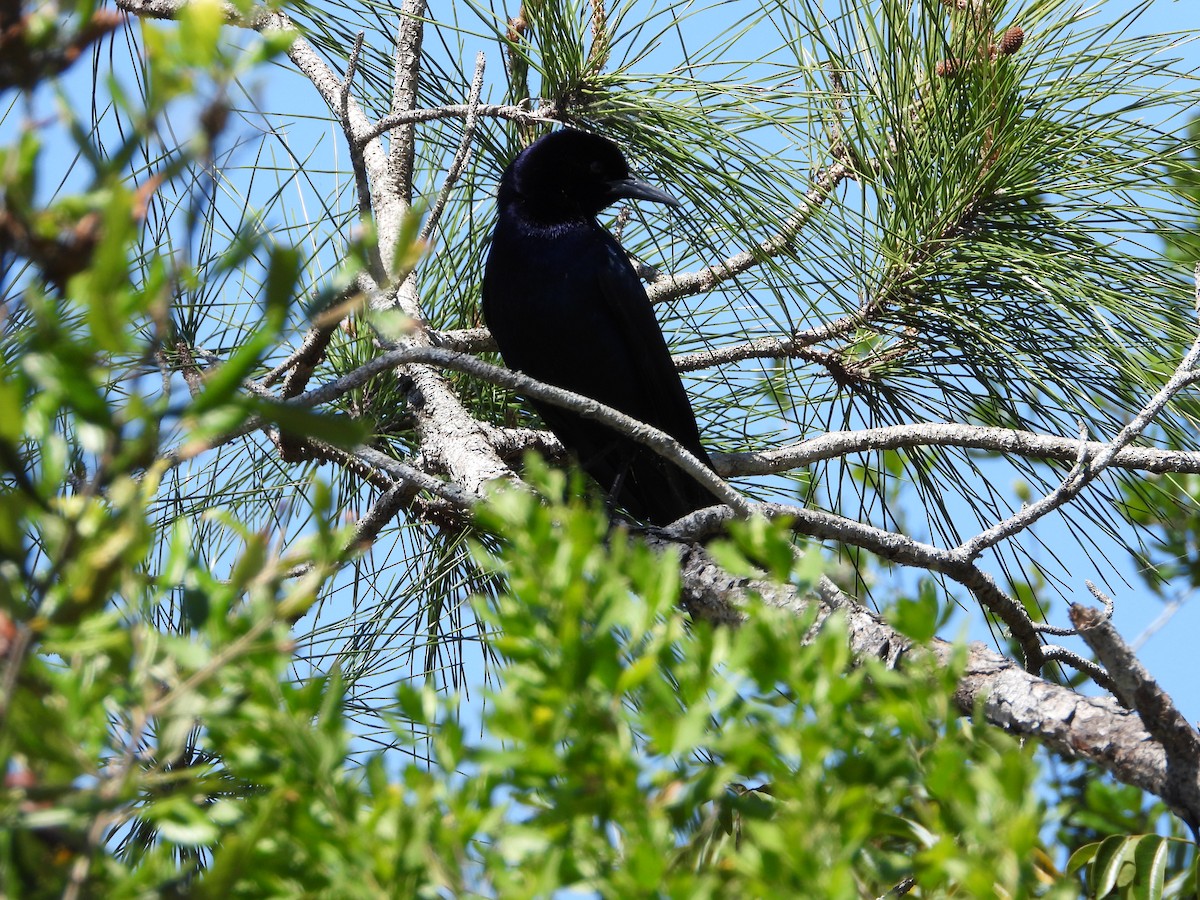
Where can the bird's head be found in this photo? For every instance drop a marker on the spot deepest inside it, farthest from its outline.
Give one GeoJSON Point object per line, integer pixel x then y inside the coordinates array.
{"type": "Point", "coordinates": [568, 174]}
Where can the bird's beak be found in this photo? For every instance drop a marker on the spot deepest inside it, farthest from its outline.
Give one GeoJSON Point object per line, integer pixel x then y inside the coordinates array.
{"type": "Point", "coordinates": [635, 190]}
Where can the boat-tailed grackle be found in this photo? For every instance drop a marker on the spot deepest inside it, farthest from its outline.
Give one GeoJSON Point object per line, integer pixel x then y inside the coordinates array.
{"type": "Point", "coordinates": [567, 307]}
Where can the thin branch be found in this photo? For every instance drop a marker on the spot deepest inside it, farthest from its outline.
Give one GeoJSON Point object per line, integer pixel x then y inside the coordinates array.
{"type": "Point", "coordinates": [1090, 468]}
{"type": "Point", "coordinates": [1066, 723]}
{"type": "Point", "coordinates": [457, 111]}
{"type": "Point", "coordinates": [462, 155]}
{"type": "Point", "coordinates": [642, 433]}
{"type": "Point", "coordinates": [970, 437]}
{"type": "Point", "coordinates": [887, 545]}
{"type": "Point", "coordinates": [403, 99]}
{"type": "Point", "coordinates": [327, 82]}
{"type": "Point", "coordinates": [703, 280]}
{"type": "Point", "coordinates": [1134, 687]}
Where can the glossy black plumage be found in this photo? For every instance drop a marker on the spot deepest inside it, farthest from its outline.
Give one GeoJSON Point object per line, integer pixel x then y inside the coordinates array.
{"type": "Point", "coordinates": [567, 307]}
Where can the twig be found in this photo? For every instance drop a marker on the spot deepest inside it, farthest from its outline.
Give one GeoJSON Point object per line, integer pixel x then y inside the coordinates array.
{"type": "Point", "coordinates": [969, 437]}
{"type": "Point", "coordinates": [403, 99]}
{"type": "Point", "coordinates": [457, 111]}
{"type": "Point", "coordinates": [462, 155]}
{"type": "Point", "coordinates": [697, 282]}
{"type": "Point", "coordinates": [887, 545]}
{"type": "Point", "coordinates": [1089, 468]}
{"type": "Point", "coordinates": [1137, 690]}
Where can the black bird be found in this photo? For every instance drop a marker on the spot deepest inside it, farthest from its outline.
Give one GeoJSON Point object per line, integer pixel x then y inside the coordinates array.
{"type": "Point", "coordinates": [567, 307]}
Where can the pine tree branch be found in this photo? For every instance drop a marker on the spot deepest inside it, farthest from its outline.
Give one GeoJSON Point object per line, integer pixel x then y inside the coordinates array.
{"type": "Point", "coordinates": [1096, 730]}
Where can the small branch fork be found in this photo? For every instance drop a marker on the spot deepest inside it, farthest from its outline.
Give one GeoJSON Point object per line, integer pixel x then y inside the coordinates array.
{"type": "Point", "coordinates": [460, 455]}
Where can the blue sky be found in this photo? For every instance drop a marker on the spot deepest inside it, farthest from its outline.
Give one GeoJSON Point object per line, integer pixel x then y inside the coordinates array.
{"type": "Point", "coordinates": [1168, 652]}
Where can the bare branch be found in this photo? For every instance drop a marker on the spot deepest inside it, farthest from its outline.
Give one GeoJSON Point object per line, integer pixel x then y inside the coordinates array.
{"type": "Point", "coordinates": [460, 111]}
{"type": "Point", "coordinates": [1086, 472]}
{"type": "Point", "coordinates": [888, 545]}
{"type": "Point", "coordinates": [461, 156]}
{"type": "Point", "coordinates": [327, 82]}
{"type": "Point", "coordinates": [403, 99]}
{"type": "Point", "coordinates": [1069, 724]}
{"type": "Point", "coordinates": [970, 437]}
{"type": "Point", "coordinates": [646, 435]}
{"type": "Point", "coordinates": [690, 283]}
{"type": "Point", "coordinates": [1138, 690]}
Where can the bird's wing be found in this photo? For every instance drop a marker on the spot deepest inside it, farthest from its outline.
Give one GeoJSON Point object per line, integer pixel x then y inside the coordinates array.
{"type": "Point", "coordinates": [660, 399]}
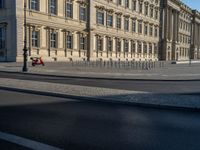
·····
* _PROBLEM REQUIREMENTS_:
Write out all of the records above word for word, leaving out the pictures.

* _RESPONSE_:
Where can the bird's head be found in this photo? For every instance drop a marker on the spot deepest inside it, farthest from its outline.
Give one GeoJSON Point object per line, integer pixel x then y inside the coordinates array.
{"type": "Point", "coordinates": [568, 174]}
Where can the bird's beak be found in this photo? For every instance drop a marker on the spot deepest inside it, farthest from its outline.
Give one GeoJSON Point object per line, integer pixel x then y inside the coordinates array.
{"type": "Point", "coordinates": [635, 190]}
Where can the boat-tailed grackle be found in this photo? For every instance drop a marker on the spot deepest inside it, farthest from its outline.
Give one GeoJSON Point object per line, integer pixel x then y inside the coordinates array.
{"type": "Point", "coordinates": [567, 307]}
Where can the thin branch be found in this photo? For every instance drop a marker on the spot deepest inside it, farthest from its outline.
Give one GeoJSON Point object per line, integer pixel x then y inside the coordinates array.
{"type": "Point", "coordinates": [1090, 468]}
{"type": "Point", "coordinates": [1066, 723]}
{"type": "Point", "coordinates": [457, 111]}
{"type": "Point", "coordinates": [462, 155]}
{"type": "Point", "coordinates": [642, 433]}
{"type": "Point", "coordinates": [970, 437]}
{"type": "Point", "coordinates": [887, 545]}
{"type": "Point", "coordinates": [403, 99]}
{"type": "Point", "coordinates": [327, 82]}
{"type": "Point", "coordinates": [703, 280]}
{"type": "Point", "coordinates": [1134, 687]}
Where can the glossy black plumage be found in this photo? For every instance drop a marker on the spot deepest inside it, farthest from its outline.
Give one GeoJSON Point object per line, integer pixel x then y inside the coordinates array.
{"type": "Point", "coordinates": [567, 307]}
Where can the twig be found in this photo? For every instance drop a marker on the spot deepest inside it, farthest from its outline.
Give one GeoJSON Point object per line, integer pixel x then y inside the coordinates array.
{"type": "Point", "coordinates": [969, 437]}
{"type": "Point", "coordinates": [403, 99]}
{"type": "Point", "coordinates": [457, 111]}
{"type": "Point", "coordinates": [462, 155]}
{"type": "Point", "coordinates": [697, 282]}
{"type": "Point", "coordinates": [887, 545]}
{"type": "Point", "coordinates": [1089, 468]}
{"type": "Point", "coordinates": [1137, 690]}
Where can the black bird be found in this photo? For every instance drop a marker on the spot deepest inside it, farthest from its outline.
Give one GeoJSON Point object per line, integer pixel x then y inside the coordinates array.
{"type": "Point", "coordinates": [567, 307]}
Where can the pine tree branch be found in this photo? For every instance drop a marker on the spot deepest inside it, farthest from its outline.
Give one GeoJSON Point object per line, integer pixel x then y inside the coordinates array.
{"type": "Point", "coordinates": [1096, 730]}
Where can the small branch fork be found in this photo? For every instance drop a marker on the spot deepest inside it, farthest from its outline.
Give one GeoJSON Point object per line, integer pixel x then y inside the coordinates array.
{"type": "Point", "coordinates": [460, 455]}
Where can the blue sky be found in this photo? For every instance drop a marker on the spot deepest inside it, farthest from its outline.
Give one GeoJSON Point object per line, integer pixel x then y inside the coordinates array.
{"type": "Point", "coordinates": [1168, 652]}
Where can the bare branch be found in this photo? For every instance drop a marker on the spot deepest inside it, farthest from its outline.
Give one GeoJSON Point object per line, integer pixel x then y inside the coordinates array.
{"type": "Point", "coordinates": [460, 111]}
{"type": "Point", "coordinates": [1086, 472]}
{"type": "Point", "coordinates": [888, 545]}
{"type": "Point", "coordinates": [461, 156]}
{"type": "Point", "coordinates": [327, 82]}
{"type": "Point", "coordinates": [403, 99]}
{"type": "Point", "coordinates": [1069, 724]}
{"type": "Point", "coordinates": [970, 437]}
{"type": "Point", "coordinates": [646, 435]}
{"type": "Point", "coordinates": [690, 283]}
{"type": "Point", "coordinates": [1138, 690]}
Where can the bird's wing be found in this photo? For every instance drop a marker on the spot deepest inside it, farthest from its outline.
Give one GeoJSON Point object per line, integer pixel x then y inside the coordinates array.
{"type": "Point", "coordinates": [660, 399]}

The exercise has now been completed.